==== EXERCISE PASSAGE ====

Monday, February 24, 2014




Victor J. Dzau:  A Transformer of American Medicine

Think globally, act locally.

Strategic Concept

The health care landscape is rapidly changing owing to the Affordable Care Act, state budget deficits, and private insurers responds to constrain cost growth.

Victor J. Dzau, MD, and seven co-authors, Duke University School of Medicine and Duke University Health System,  “Transforming Academic Health Centers for an Uncertain Future,” New England Journal of Medicine,  September 12, 2013

Victor Dzau, MD  is a remarkable man.    In his 10 years as head of the Duke University Health System,   he has transformed Duke from an excellent regional medical school into a world leader with  multiple spheres of influence.   After ten years at Duke a chancellor for health affairs and CEO of its health system,  he is leaving to become president of the Institute of Medicine,  the most prestigious position in American academic medicine.  He will serve in that position for a 6 year term.  

His  mission will be to transform academic health centers to meet the demands  of an uncertain global and domestic  future.

Dzau  has long  recognized  the profound effect of global medicine and has positioned Duke as world medical leader. Dr. Dzau has made significant impacts on healthcare through his leadership in translational research, health innovation, global healthcare strategy and delivery. 

Under his leadership, Duke has established Duke Translational Medicine Institute, Duke Global Health Institute, Duke-NUS Medical School in Singapore and Duke Institute of Health Innovation.

As one of the world’s most preeminent academic health leaders, Dr. Dzau advises governments, businesses and universities worldwide, serving on advisory councils and boards of directors. He is a Council member of the Institute of Medicine (IOM) of the National Academy of Science USA, a member of the Board of Directors of Singapore Health System, former member of the Advisory Board of Canadian Institute for Health Research, former member of the Advisory Council to Director of National Institute of Health (NIH), chair of the NIH Cardiovascular Disease Advisory Committee and past chair of the Association of Academic Health Centers.

In 2011, he led a partnership among Duke Medicine, World Economic Forum and McKinsey & Company to establish the International Partnership for Innovative Healthcare Delivery, and chairs its Board of Directors.

But while active in world medical circles,  he has been cognizant of  how health reform, particularly the Affordable Care Act, is transforming medicine in America. 

In academia,  it is no longer be enough to serve your local and regional communities or to have a cluster of world class specialty centers.  It is no longer  enough to attract National Institute of Health and other grants. It is no longer  enough  to have  a series of independent specialized fiefdoms connected by a common heating system,  a commodious parking lot,  and buildings held together by a prestigious academic name.   It is no longer enough “Publish or perish.” 

Now,  AHS faculty members  must“transform or perish.”

According to Dzau et al, in a September 13 article in the New England Journal of Medicine  the following factors have brought about this new state of academic affairs: 

·         ObamaCare regulations

·         Reductions in Medicare and Medicaid reimbursement


·         The driving of health  plan enrollees to lower cost providers into  narrow  tiered networks of  physicians and hospitals

·          Ending of government funding for hospitals treating low income patients.

The result is that academic centers are falling 30 to 40 cent short for every federal dollar needed to support their research and educational missions.

How to respond?

Dzau  and his co-autors  recommend   these survival  strategies.

·         Balance specialized clinic excellence with population health.

==== DATASET CONTENT ====

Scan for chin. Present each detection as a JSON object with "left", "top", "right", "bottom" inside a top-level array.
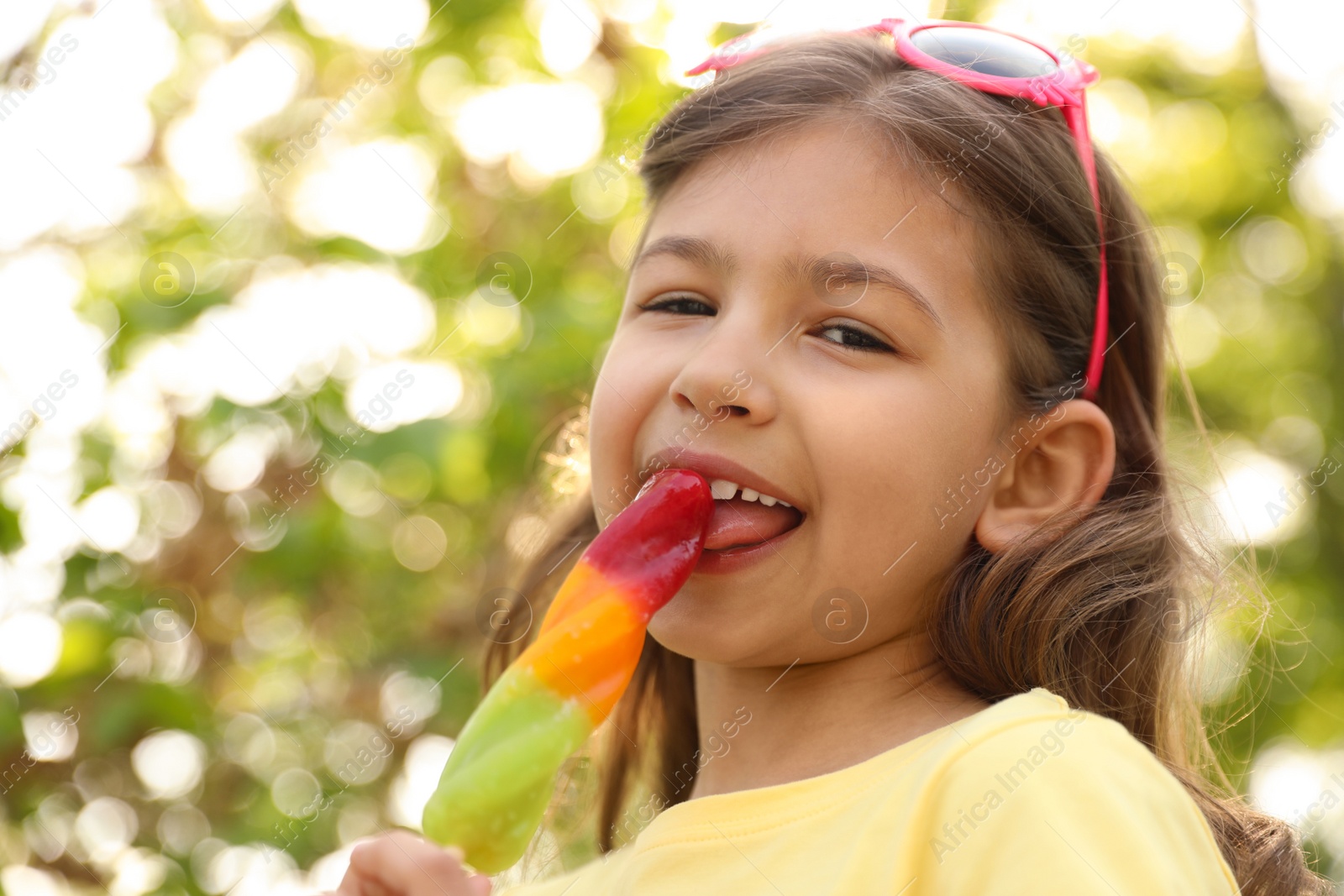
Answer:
[{"left": 649, "top": 589, "right": 743, "bottom": 663}]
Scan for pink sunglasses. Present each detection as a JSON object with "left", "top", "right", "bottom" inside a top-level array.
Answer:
[{"left": 685, "top": 18, "right": 1109, "bottom": 401}]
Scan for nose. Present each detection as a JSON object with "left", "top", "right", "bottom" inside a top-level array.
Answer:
[{"left": 668, "top": 314, "right": 778, "bottom": 425}]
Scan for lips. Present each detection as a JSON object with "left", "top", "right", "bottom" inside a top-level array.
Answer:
[
  {"left": 645, "top": 448, "right": 806, "bottom": 553},
  {"left": 704, "top": 495, "right": 802, "bottom": 551}
]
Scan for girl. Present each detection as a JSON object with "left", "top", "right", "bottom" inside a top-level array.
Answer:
[{"left": 330, "top": 20, "right": 1329, "bottom": 896}]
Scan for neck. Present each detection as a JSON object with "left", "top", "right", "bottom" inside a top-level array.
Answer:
[{"left": 674, "top": 636, "right": 990, "bottom": 799}]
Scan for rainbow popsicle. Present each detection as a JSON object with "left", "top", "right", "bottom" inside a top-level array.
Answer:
[{"left": 422, "top": 469, "right": 714, "bottom": 874}]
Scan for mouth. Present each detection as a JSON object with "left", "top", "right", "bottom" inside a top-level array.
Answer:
[
  {"left": 643, "top": 443, "right": 808, "bottom": 572},
  {"left": 704, "top": 479, "right": 805, "bottom": 552}
]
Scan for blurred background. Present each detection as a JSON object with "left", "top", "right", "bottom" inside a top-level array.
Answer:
[{"left": 0, "top": 0, "right": 1344, "bottom": 896}]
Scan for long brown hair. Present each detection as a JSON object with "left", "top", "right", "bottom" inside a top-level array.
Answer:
[{"left": 486, "top": 28, "right": 1332, "bottom": 896}]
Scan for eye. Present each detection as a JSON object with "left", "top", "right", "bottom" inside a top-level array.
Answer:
[
  {"left": 638, "top": 294, "right": 717, "bottom": 317},
  {"left": 818, "top": 324, "right": 899, "bottom": 354}
]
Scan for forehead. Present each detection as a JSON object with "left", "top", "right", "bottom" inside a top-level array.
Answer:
[{"left": 643, "top": 123, "right": 983, "bottom": 318}]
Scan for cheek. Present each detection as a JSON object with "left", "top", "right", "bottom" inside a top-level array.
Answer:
[{"left": 589, "top": 338, "right": 654, "bottom": 522}]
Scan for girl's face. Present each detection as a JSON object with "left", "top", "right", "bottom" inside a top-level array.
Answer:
[{"left": 590, "top": 120, "right": 1004, "bottom": 666}]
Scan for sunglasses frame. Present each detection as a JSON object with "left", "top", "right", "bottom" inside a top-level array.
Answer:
[{"left": 685, "top": 18, "right": 1110, "bottom": 401}]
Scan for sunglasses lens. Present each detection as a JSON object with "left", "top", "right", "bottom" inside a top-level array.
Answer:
[{"left": 910, "top": 25, "right": 1059, "bottom": 78}]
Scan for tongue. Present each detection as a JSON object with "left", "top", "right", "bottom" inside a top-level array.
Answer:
[{"left": 704, "top": 497, "right": 801, "bottom": 551}]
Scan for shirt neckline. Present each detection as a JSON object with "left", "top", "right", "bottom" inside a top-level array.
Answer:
[{"left": 637, "top": 688, "right": 1064, "bottom": 846}]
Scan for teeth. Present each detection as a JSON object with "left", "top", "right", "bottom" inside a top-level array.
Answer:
[
  {"left": 710, "top": 479, "right": 738, "bottom": 501},
  {"left": 710, "top": 479, "right": 793, "bottom": 506}
]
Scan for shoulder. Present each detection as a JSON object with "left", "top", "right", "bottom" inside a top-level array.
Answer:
[
  {"left": 916, "top": 688, "right": 1236, "bottom": 896},
  {"left": 491, "top": 845, "right": 634, "bottom": 896}
]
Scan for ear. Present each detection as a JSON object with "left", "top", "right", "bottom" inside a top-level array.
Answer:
[{"left": 976, "top": 399, "right": 1116, "bottom": 553}]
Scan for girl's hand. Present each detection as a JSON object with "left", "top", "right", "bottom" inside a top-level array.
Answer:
[{"left": 325, "top": 831, "right": 491, "bottom": 896}]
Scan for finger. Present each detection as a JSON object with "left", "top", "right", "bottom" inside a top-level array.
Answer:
[{"left": 351, "top": 831, "right": 466, "bottom": 896}]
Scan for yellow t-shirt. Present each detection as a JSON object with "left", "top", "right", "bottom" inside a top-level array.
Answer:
[{"left": 495, "top": 688, "right": 1238, "bottom": 896}]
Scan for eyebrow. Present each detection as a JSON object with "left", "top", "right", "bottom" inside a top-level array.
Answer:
[{"left": 630, "top": 237, "right": 948, "bottom": 332}]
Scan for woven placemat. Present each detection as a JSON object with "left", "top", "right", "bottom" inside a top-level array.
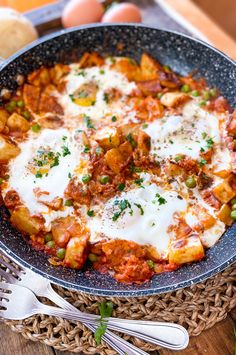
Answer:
[{"left": 5, "top": 264, "right": 236, "bottom": 355}]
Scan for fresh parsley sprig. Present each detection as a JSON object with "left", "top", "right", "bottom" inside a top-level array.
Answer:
[{"left": 94, "top": 301, "right": 113, "bottom": 345}]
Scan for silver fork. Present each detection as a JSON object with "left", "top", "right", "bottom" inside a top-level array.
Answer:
[{"left": 0, "top": 254, "right": 189, "bottom": 354}]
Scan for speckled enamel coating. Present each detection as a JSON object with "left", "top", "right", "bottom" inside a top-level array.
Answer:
[{"left": 0, "top": 24, "right": 236, "bottom": 296}]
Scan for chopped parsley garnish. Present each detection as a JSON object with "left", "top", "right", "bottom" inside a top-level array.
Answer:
[
  {"left": 112, "top": 200, "right": 133, "bottom": 222},
  {"left": 84, "top": 115, "right": 95, "bottom": 129},
  {"left": 94, "top": 301, "right": 113, "bottom": 345},
  {"left": 134, "top": 178, "right": 144, "bottom": 189},
  {"left": 198, "top": 158, "right": 207, "bottom": 166},
  {"left": 103, "top": 92, "right": 110, "bottom": 104},
  {"left": 126, "top": 133, "right": 137, "bottom": 148},
  {"left": 78, "top": 90, "right": 88, "bottom": 99},
  {"left": 69, "top": 95, "right": 75, "bottom": 102},
  {"left": 206, "top": 138, "right": 214, "bottom": 149},
  {"left": 77, "top": 70, "right": 85, "bottom": 76},
  {"left": 134, "top": 203, "right": 144, "bottom": 216},
  {"left": 87, "top": 210, "right": 95, "bottom": 217},
  {"left": 35, "top": 171, "right": 43, "bottom": 179},
  {"left": 118, "top": 184, "right": 125, "bottom": 191},
  {"left": 152, "top": 193, "right": 167, "bottom": 205},
  {"left": 31, "top": 124, "right": 41, "bottom": 133},
  {"left": 84, "top": 144, "right": 90, "bottom": 153},
  {"left": 65, "top": 200, "right": 73, "bottom": 207},
  {"left": 50, "top": 153, "right": 61, "bottom": 168},
  {"left": 130, "top": 164, "right": 142, "bottom": 173},
  {"left": 61, "top": 145, "right": 71, "bottom": 157}
]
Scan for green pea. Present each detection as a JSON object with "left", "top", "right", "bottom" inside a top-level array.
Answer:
[
  {"left": 174, "top": 154, "right": 183, "bottom": 163},
  {"left": 95, "top": 147, "right": 103, "bottom": 155},
  {"left": 118, "top": 184, "right": 125, "bottom": 191},
  {"left": 88, "top": 253, "right": 98, "bottom": 263},
  {"left": 185, "top": 176, "right": 197, "bottom": 189},
  {"left": 5, "top": 101, "right": 16, "bottom": 112},
  {"left": 46, "top": 240, "right": 55, "bottom": 248},
  {"left": 16, "top": 100, "right": 25, "bottom": 107},
  {"left": 31, "top": 124, "right": 41, "bottom": 133},
  {"left": 180, "top": 84, "right": 191, "bottom": 93},
  {"left": 191, "top": 90, "right": 200, "bottom": 97},
  {"left": 199, "top": 100, "right": 206, "bottom": 106},
  {"left": 209, "top": 88, "right": 217, "bottom": 97},
  {"left": 44, "top": 233, "right": 52, "bottom": 243},
  {"left": 230, "top": 211, "right": 236, "bottom": 219},
  {"left": 147, "top": 260, "right": 155, "bottom": 269},
  {"left": 65, "top": 200, "right": 73, "bottom": 207},
  {"left": 82, "top": 174, "right": 91, "bottom": 184},
  {"left": 22, "top": 111, "right": 30, "bottom": 120},
  {"left": 56, "top": 248, "right": 66, "bottom": 259},
  {"left": 100, "top": 175, "right": 110, "bottom": 185},
  {"left": 230, "top": 198, "right": 236, "bottom": 206},
  {"left": 203, "top": 91, "right": 210, "bottom": 101}
]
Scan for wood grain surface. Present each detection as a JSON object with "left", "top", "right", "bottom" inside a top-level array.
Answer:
[
  {"left": 0, "top": 0, "right": 236, "bottom": 355},
  {"left": 0, "top": 309, "right": 236, "bottom": 355}
]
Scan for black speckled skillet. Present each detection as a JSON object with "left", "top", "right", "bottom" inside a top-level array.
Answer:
[{"left": 0, "top": 24, "right": 236, "bottom": 296}]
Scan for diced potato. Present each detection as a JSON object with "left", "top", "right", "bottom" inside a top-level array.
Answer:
[
  {"left": 119, "top": 141, "right": 133, "bottom": 163},
  {"left": 147, "top": 246, "right": 161, "bottom": 261},
  {"left": 195, "top": 207, "right": 216, "bottom": 230},
  {"left": 118, "top": 123, "right": 139, "bottom": 139},
  {"left": 164, "top": 162, "right": 183, "bottom": 176},
  {"left": 105, "top": 148, "right": 124, "bottom": 174},
  {"left": 28, "top": 67, "right": 51, "bottom": 87},
  {"left": 213, "top": 181, "right": 236, "bottom": 203},
  {"left": 137, "top": 130, "right": 151, "bottom": 155},
  {"left": 73, "top": 82, "right": 98, "bottom": 106},
  {"left": 79, "top": 52, "right": 104, "bottom": 68},
  {"left": 38, "top": 94, "right": 64, "bottom": 115},
  {"left": 217, "top": 204, "right": 233, "bottom": 226},
  {"left": 49, "top": 64, "right": 70, "bottom": 85},
  {"left": 11, "top": 207, "right": 42, "bottom": 235},
  {"left": 105, "top": 141, "right": 133, "bottom": 174},
  {"left": 7, "top": 112, "right": 30, "bottom": 132},
  {"left": 0, "top": 107, "right": 9, "bottom": 132},
  {"left": 64, "top": 235, "right": 89, "bottom": 269},
  {"left": 23, "top": 84, "right": 41, "bottom": 113},
  {"left": 94, "top": 127, "right": 120, "bottom": 150},
  {"left": 169, "top": 234, "right": 204, "bottom": 264},
  {"left": 140, "top": 53, "right": 162, "bottom": 80},
  {"left": 52, "top": 216, "right": 81, "bottom": 248},
  {"left": 161, "top": 92, "right": 190, "bottom": 107},
  {"left": 138, "top": 79, "right": 162, "bottom": 96},
  {"left": 0, "top": 134, "right": 20, "bottom": 162},
  {"left": 112, "top": 58, "right": 140, "bottom": 80}
]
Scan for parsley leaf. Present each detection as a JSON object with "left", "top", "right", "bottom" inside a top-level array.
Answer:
[
  {"left": 94, "top": 301, "right": 113, "bottom": 345},
  {"left": 112, "top": 200, "right": 133, "bottom": 222},
  {"left": 155, "top": 194, "right": 167, "bottom": 205},
  {"left": 134, "top": 203, "right": 144, "bottom": 216},
  {"left": 84, "top": 115, "right": 95, "bottom": 129}
]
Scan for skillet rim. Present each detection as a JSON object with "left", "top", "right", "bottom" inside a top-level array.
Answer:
[{"left": 0, "top": 23, "right": 236, "bottom": 297}]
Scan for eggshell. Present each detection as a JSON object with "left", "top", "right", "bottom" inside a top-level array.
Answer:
[
  {"left": 0, "top": 7, "right": 38, "bottom": 58},
  {"left": 62, "top": 0, "right": 104, "bottom": 27},
  {"left": 102, "top": 3, "right": 142, "bottom": 22}
]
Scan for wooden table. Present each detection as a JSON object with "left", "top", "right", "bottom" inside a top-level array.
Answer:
[{"left": 0, "top": 0, "right": 236, "bottom": 355}]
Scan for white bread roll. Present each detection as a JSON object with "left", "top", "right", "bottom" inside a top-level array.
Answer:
[{"left": 0, "top": 7, "right": 38, "bottom": 58}]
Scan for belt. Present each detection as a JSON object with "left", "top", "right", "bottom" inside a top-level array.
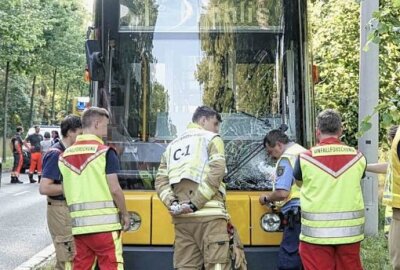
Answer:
[{"left": 47, "top": 200, "right": 67, "bottom": 206}]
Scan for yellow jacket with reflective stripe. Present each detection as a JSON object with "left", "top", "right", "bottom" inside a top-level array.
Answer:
[
  {"left": 274, "top": 143, "right": 307, "bottom": 207},
  {"left": 58, "top": 134, "right": 121, "bottom": 235},
  {"left": 300, "top": 144, "right": 366, "bottom": 245},
  {"left": 155, "top": 123, "right": 227, "bottom": 223},
  {"left": 383, "top": 129, "right": 400, "bottom": 208}
]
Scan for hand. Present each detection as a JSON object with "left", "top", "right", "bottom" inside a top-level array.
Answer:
[
  {"left": 258, "top": 194, "right": 267, "bottom": 205},
  {"left": 232, "top": 246, "right": 247, "bottom": 270},
  {"left": 121, "top": 213, "right": 131, "bottom": 232}
]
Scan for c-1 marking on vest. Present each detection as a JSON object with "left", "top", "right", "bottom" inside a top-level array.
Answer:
[{"left": 174, "top": 145, "right": 190, "bottom": 160}]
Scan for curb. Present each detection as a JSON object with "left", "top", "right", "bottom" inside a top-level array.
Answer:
[{"left": 14, "top": 244, "right": 56, "bottom": 270}]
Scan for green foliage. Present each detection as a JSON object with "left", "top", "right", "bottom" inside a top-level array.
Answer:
[{"left": 310, "top": 0, "right": 400, "bottom": 145}]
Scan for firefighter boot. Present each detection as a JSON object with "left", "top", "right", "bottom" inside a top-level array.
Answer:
[{"left": 29, "top": 173, "right": 36, "bottom": 184}]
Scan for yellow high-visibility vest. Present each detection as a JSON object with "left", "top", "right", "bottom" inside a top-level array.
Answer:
[
  {"left": 300, "top": 144, "right": 366, "bottom": 245},
  {"left": 58, "top": 134, "right": 121, "bottom": 235},
  {"left": 273, "top": 143, "right": 307, "bottom": 207}
]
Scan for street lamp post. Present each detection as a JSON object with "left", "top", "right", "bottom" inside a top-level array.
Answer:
[{"left": 358, "top": 0, "right": 379, "bottom": 235}]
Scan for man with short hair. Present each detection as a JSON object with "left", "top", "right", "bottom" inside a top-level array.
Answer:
[
  {"left": 58, "top": 107, "right": 130, "bottom": 270},
  {"left": 293, "top": 109, "right": 366, "bottom": 270},
  {"left": 39, "top": 115, "right": 82, "bottom": 270},
  {"left": 11, "top": 126, "right": 24, "bottom": 184},
  {"left": 260, "top": 129, "right": 307, "bottom": 270},
  {"left": 155, "top": 106, "right": 239, "bottom": 270},
  {"left": 25, "top": 126, "right": 43, "bottom": 183}
]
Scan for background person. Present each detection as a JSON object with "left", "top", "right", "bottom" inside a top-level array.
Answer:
[
  {"left": 260, "top": 129, "right": 307, "bottom": 270},
  {"left": 40, "top": 131, "right": 52, "bottom": 157},
  {"left": 293, "top": 109, "right": 366, "bottom": 270},
  {"left": 25, "top": 126, "right": 43, "bottom": 183},
  {"left": 39, "top": 115, "right": 82, "bottom": 270},
  {"left": 58, "top": 107, "right": 130, "bottom": 270},
  {"left": 11, "top": 126, "right": 24, "bottom": 184}
]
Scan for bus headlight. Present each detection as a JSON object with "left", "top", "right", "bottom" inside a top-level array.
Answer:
[
  {"left": 261, "top": 213, "right": 281, "bottom": 232},
  {"left": 129, "top": 212, "right": 142, "bottom": 231}
]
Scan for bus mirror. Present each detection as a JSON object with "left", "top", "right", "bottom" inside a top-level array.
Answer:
[{"left": 85, "top": 40, "right": 105, "bottom": 81}]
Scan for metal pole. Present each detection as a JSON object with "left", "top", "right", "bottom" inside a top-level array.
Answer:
[{"left": 358, "top": 0, "right": 379, "bottom": 235}]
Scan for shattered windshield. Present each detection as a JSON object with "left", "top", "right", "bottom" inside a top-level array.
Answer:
[{"left": 105, "top": 0, "right": 296, "bottom": 190}]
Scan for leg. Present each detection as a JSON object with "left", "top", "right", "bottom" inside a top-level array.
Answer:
[
  {"left": 299, "top": 242, "right": 335, "bottom": 270},
  {"left": 174, "top": 223, "right": 203, "bottom": 270},
  {"left": 335, "top": 242, "right": 363, "bottom": 270},
  {"left": 389, "top": 208, "right": 400, "bottom": 270},
  {"left": 72, "top": 235, "right": 96, "bottom": 270},
  {"left": 88, "top": 231, "right": 124, "bottom": 270},
  {"left": 278, "top": 222, "right": 301, "bottom": 270},
  {"left": 47, "top": 200, "right": 75, "bottom": 270},
  {"left": 202, "top": 219, "right": 232, "bottom": 270}
]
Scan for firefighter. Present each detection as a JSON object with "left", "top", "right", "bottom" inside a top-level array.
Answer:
[
  {"left": 39, "top": 115, "right": 82, "bottom": 270},
  {"left": 11, "top": 127, "right": 24, "bottom": 184},
  {"left": 260, "top": 129, "right": 307, "bottom": 270},
  {"left": 366, "top": 125, "right": 399, "bottom": 237},
  {"left": 293, "top": 109, "right": 366, "bottom": 270},
  {"left": 155, "top": 106, "right": 245, "bottom": 270},
  {"left": 383, "top": 124, "right": 400, "bottom": 270},
  {"left": 58, "top": 107, "right": 130, "bottom": 270},
  {"left": 25, "top": 126, "right": 43, "bottom": 183}
]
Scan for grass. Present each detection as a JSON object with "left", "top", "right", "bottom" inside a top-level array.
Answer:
[{"left": 361, "top": 205, "right": 392, "bottom": 270}]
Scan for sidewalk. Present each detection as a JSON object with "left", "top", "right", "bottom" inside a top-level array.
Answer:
[{"left": 14, "top": 244, "right": 56, "bottom": 270}]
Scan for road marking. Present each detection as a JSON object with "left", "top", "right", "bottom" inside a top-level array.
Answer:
[{"left": 13, "top": 191, "right": 29, "bottom": 196}]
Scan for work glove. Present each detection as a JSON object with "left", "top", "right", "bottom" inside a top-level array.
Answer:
[{"left": 232, "top": 245, "right": 247, "bottom": 270}]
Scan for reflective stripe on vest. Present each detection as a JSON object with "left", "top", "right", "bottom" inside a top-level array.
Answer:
[
  {"left": 274, "top": 143, "right": 307, "bottom": 207},
  {"left": 301, "top": 210, "right": 364, "bottom": 221},
  {"left": 72, "top": 214, "right": 120, "bottom": 227},
  {"left": 301, "top": 224, "right": 364, "bottom": 238},
  {"left": 382, "top": 128, "right": 400, "bottom": 208},
  {"left": 68, "top": 201, "right": 115, "bottom": 212},
  {"left": 300, "top": 145, "right": 366, "bottom": 245},
  {"left": 58, "top": 135, "right": 121, "bottom": 235}
]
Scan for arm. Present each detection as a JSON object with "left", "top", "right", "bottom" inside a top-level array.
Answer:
[
  {"left": 39, "top": 150, "right": 63, "bottom": 196},
  {"left": 106, "top": 148, "right": 130, "bottom": 231},
  {"left": 107, "top": 173, "right": 130, "bottom": 231},
  {"left": 191, "top": 136, "right": 226, "bottom": 209},
  {"left": 365, "top": 162, "right": 388, "bottom": 174},
  {"left": 155, "top": 150, "right": 178, "bottom": 208}
]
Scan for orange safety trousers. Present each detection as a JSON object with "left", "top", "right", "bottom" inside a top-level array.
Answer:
[{"left": 29, "top": 152, "right": 42, "bottom": 175}]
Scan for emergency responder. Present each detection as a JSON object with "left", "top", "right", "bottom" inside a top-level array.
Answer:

====

• TASK REQUIREMENTS:
1. Edit the Victor Dzau post from "Victor J. Dzau, MD, and" down to "6 year term.", replacing "chancellor" with "vice chancellor", and write out that passage.
2. Using the Victor Dzau post, answer these questions:
(a) How many years is Dzau's term as head of the Institute of Medicine?
(b) In what year did he lead the partnership that set up the International Partnership for Innovative Healthcare Delivery?
(c) How far short do academic centers fall for every federal dollar needed to support their research and educational missions?
3. Does each statement agree with the Victor Dzau post? Answer yes or no, and quote the words that decide it.
(a) Dzau headed the Duke University Health System for 10 years.
(b) Duke-NUS Medical School is located in Singapore.
(c) Dzau currently sits on the Advisory Board of the Canadian Institute for Health Research.
The records come from a separate dataset, not from the Victor Dzau post.

• EXERCISE RESPONSES:
1.
Victor J. Dzau, MD, and seven co-authors, Duke University School of Medicine and Duke University Health System,  “Transforming Academic Health Centers for an Uncertain Future,” New England Journal of Medicine,  September 12, 2013

Victor Dzau, MD  is a remarkable man.    In his 10 years as head of the Duke University Health System,   he has transformed Duke from an excellent regional medical school into a world leader with  multiple spheres of influence.   After ten years at Duke a vice chancellor for health affairs and CEO of its health system,  he is leaving to become president of the Institute of Medicine,  the most prestigious position in American academic medicine.  He will serve in that position for a 6 year term.

2.
(a) Six years.
(b) 2011.
(c) 30 to 40 cents.

3.
(a) Yes: "In his 10 years as head of the Duke University Health System"
(b) Yes: "Duke-NUS Medical School in Singapore"
(c) No: "former member of the Advisory Board of Canadian Institute for Health Research"